Text excerpt:
>> BEGIN
# Check me out...



## stefania (Apr 16, 2005)

I went to "Michaels" today in the hope of finding Chico some outfits but no luck ,not really his size so i just tried on that red sweater ,just for fun ,he didnt seem to thrilled about it :shock:


----------



## sjc (Jan 14, 2005)

adorable! Bruiser used to wear those little "Bear" sweaters, they are cute and inexpensive. A little short tho...


----------



## KB (Apr 13, 2004)

very cute!!


----------



## Kari (May 13, 2004)

He looks adorable! :wink:


----------



## belladoggie (Mar 28, 2005)

Awww, look at him, he's so inkle! Very cute, altho he doesn't seem too impressed by the outfit!


----------



## OzzyAndLilysMom (Mar 9, 2004)

awww he is so tiny :lol:


----------



## Iamafairy (Jan 26, 2005)

awwwwwwww too cute


----------



## Jon (Jun 16, 2004)

haha - adorable


----------



## xfayex (Apr 4, 2005)

awww chico looks cuter everytime is see him!!!


----------



## chimom (Apr 1, 2005)

How cute - though Chico doesn't seem impressed.

Have you checked at Target for clothes? I haven't checked lately, but my daughter was there yesterday and she says our local Target is now carrying a pretty large selection of clothes, accessories, carriers, etc. I plan on checking it out later this week.

They are building a huge new Target just about a mile from me, scheduled to open in October. I really like Target, but the closest one to me now is about 10 miles, and the road has been under construction forever. It's a nightmare to drive it, so I don't go often.

If you have one near you, you could check there.


----------



## SunnyFLMum (Apr 21, 2005)

chimom said:


> How cute - though Chico doesn't seem impressed.
> 
> Have you checked at Target for clothes? I haven't checked lately, but my daughter was there yesterday and she says our local Target is now carrying a pretty large selection of clothes, accessories, carriers, etc. I plan on checking it out later this week.
> 
> ...


OMG yes!! HOWEVER!!! In my super target they have more girl stuff than for boys...and...if your looking for clothing...they don't ummm...seem to be catering to the weeee bitty babies...cute stuff but way to big for my Giz...
>> END
Data listing:
>> BEGIN
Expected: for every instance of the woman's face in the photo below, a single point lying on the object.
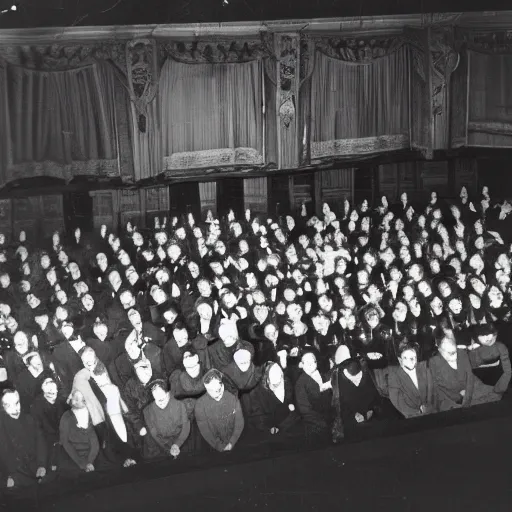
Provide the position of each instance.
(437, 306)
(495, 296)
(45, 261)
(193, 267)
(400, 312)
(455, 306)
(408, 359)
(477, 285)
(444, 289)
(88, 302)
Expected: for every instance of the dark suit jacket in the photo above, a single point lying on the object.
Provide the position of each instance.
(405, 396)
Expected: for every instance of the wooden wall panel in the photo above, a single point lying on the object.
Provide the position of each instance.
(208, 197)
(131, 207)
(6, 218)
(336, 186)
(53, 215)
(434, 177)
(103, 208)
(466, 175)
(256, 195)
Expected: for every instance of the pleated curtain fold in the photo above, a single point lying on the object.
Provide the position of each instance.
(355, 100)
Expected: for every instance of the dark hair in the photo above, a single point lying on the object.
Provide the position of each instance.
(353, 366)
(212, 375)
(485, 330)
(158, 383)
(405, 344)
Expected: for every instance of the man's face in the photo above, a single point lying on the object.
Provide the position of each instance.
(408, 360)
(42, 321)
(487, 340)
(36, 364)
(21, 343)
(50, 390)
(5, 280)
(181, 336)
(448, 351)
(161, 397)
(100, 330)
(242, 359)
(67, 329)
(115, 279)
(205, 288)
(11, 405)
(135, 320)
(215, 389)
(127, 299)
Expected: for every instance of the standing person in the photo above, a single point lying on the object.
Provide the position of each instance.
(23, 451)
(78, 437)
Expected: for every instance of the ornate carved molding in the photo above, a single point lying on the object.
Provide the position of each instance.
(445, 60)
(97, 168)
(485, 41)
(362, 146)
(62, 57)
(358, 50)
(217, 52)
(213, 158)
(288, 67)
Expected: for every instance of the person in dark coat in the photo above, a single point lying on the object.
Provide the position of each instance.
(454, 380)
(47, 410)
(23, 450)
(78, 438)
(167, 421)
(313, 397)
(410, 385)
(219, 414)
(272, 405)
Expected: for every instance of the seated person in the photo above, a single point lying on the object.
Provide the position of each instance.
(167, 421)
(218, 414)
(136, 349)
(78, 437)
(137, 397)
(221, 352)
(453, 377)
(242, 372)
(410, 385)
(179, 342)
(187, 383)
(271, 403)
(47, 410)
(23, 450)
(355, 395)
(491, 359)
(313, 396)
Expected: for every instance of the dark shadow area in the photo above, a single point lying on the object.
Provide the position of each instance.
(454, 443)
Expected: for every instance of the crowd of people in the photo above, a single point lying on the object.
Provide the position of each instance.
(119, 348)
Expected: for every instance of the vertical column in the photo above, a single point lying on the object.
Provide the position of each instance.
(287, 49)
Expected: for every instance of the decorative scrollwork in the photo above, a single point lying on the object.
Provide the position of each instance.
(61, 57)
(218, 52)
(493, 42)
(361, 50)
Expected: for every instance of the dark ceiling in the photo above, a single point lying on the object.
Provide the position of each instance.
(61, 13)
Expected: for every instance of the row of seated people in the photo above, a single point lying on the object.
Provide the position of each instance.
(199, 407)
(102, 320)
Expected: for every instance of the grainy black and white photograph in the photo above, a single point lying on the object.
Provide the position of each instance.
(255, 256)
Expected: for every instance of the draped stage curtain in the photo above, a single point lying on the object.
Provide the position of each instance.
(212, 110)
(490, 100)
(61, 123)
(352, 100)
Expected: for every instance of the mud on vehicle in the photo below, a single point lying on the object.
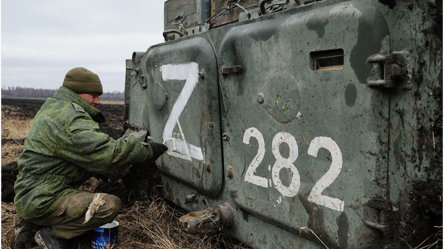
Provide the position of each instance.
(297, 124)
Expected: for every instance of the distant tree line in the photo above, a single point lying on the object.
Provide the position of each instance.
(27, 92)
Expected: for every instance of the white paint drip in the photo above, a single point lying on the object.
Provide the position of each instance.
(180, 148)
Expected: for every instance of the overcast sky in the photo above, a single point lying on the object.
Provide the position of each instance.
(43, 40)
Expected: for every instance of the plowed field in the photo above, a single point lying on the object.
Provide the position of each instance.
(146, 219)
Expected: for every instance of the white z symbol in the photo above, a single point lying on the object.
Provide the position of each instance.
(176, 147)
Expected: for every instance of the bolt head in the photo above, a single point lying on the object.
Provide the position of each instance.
>> END
Exercise brief:
Answer these about the forum thread on Chico's sweater:
1. Which store did stefania go to in hopes of finding Chico some outfits?
2. What sweaters did Bruiser use to wear, according to sjc?
3. In what month is the new Target near chimom scheduled to open?

Answer below:
1. Michaels
2. Little "Bear" sweaters
3. October